### CHALLENGES
**a)** Based on the passage about the kaliva, decide whether each statement agrees with it, answering yes or no and quoting the words that settle it. (i) Panayotis and his family have owned the kaliva for many generations. (ii) The kaliva stands exposed to the wind. (iii) The kaliva asks the writer to retreat from the realities of a chaotic world.
**b)** According to the passage about the kaliva, whose home is Axladitsa?
**c)** Translate the sentence "Being here is a deep breath." from the passage about the kaliva into Spanish.

### TEXT TO READ
☆ ☆ ☆ ☆ ☆
The kaliva in which I am staying has been owned by our friend Panayotis and his family for many generations. It is tucked into a warm slope of land, kissed by the sun and protected from the wind. It is filled with the warm energy of a family who loves their land, and who touches it regularly with their hands and hearts.

The kaliva rests on the ley-line that connects the Aegean Sea to Axladitsa, the home of Maria and Sarah with whom I am a partner in creating many things. I am now understanding that through our Living Wholeness work, we are creating another kind of ley-line between people and places ~ connecting the emerging newness in the world, with ancient knowledge and the wisdom within us and around us. We are finding that our work is a way of re-membering patterns of living life as aligned with Life and this kaliva is like a lung, helping me to stop and breathe this remembrance in through the skin and soil of my body.

Being here is a deep breath.  

In the midst of all our travels and movement between the emerging social movements in Greece, in the UK and in Israel, the kaliva offers a pause to connect to the natural rhythms of life, and quietly into my own internal rhythms. As the fault lines open in so many of our human-made systems, they reveal a gaping wound - our longing for connection with the pulse and mystery of life. We have forgotten that we are an essential part of a glorious wholeness and that we have a part to play.  The kaliva does not ask me to retreat from the realities of a chaotic world. Rather, it offers a deeply monastic proposal, to come into community with all that is around me.

It calls out a kind of authenticity and awareness in me to engage with these complexities, to enter these questions of what it is being asked of me and of us, from a different place within myself.
☆ ☆ ☆ ☆ ☆
(Box annotations for photos)

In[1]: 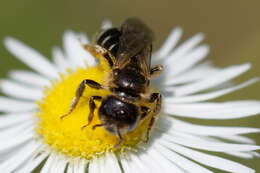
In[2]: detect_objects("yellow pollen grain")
[35,58,150,159]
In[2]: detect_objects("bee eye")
[116,109,127,116]
[113,68,120,76]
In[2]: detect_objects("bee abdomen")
[96,28,121,56]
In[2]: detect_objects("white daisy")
[0,19,260,173]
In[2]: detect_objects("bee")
[61,18,163,148]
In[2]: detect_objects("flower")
[0,22,260,173]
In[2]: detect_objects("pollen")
[35,58,150,160]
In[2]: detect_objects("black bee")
[61,18,163,148]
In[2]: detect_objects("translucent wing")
[116,18,154,75]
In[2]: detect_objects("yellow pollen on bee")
[35,58,150,159]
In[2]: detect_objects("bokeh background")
[0,0,260,172]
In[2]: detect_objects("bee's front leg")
[81,96,102,130]
[60,79,103,119]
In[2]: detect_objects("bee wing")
[116,18,154,74]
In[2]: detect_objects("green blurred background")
[0,0,260,172]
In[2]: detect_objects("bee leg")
[84,45,114,67]
[60,79,103,119]
[114,127,123,148]
[141,106,151,120]
[92,124,106,130]
[150,65,163,77]
[81,96,102,130]
[145,93,162,143]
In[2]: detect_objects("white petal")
[155,144,212,173]
[8,70,51,87]
[158,132,260,152]
[219,134,259,144]
[0,141,41,172]
[164,78,259,103]
[163,45,209,85]
[163,33,204,64]
[0,80,43,100]
[158,116,260,136]
[0,128,34,153]
[40,153,55,173]
[152,27,182,61]
[139,153,166,172]
[160,141,255,173]
[88,158,102,173]
[165,61,220,85]
[101,20,113,30]
[131,154,157,173]
[54,157,67,173]
[0,96,37,113]
[0,113,32,128]
[148,148,184,173]
[4,37,58,78]
[64,31,96,68]
[226,152,258,159]
[163,100,260,119]
[120,158,134,173]
[102,153,121,173]
[48,154,59,173]
[52,47,70,73]
[67,162,73,173]
[172,64,250,96]
[18,153,47,173]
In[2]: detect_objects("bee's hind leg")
[145,93,162,143]
[60,79,103,119]
[114,127,123,148]
[81,96,102,130]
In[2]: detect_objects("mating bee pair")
[61,18,163,148]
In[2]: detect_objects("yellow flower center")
[35,60,153,159]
☆ ☆ ☆ ☆ ☆
### TASK-BY-TASK ANSWERS
**a)**
(i) Yes: "has been owned by our friend Panayotis and his family for many generations"
(ii) No: "protected from the wind"
(iii) No: "The kaliva does not ask me to retreat from the realities of a chaotic world."

**b)** Axladitsa is the home of Maria and Sarah.

**c)** Estar aquí es una respiración profunda.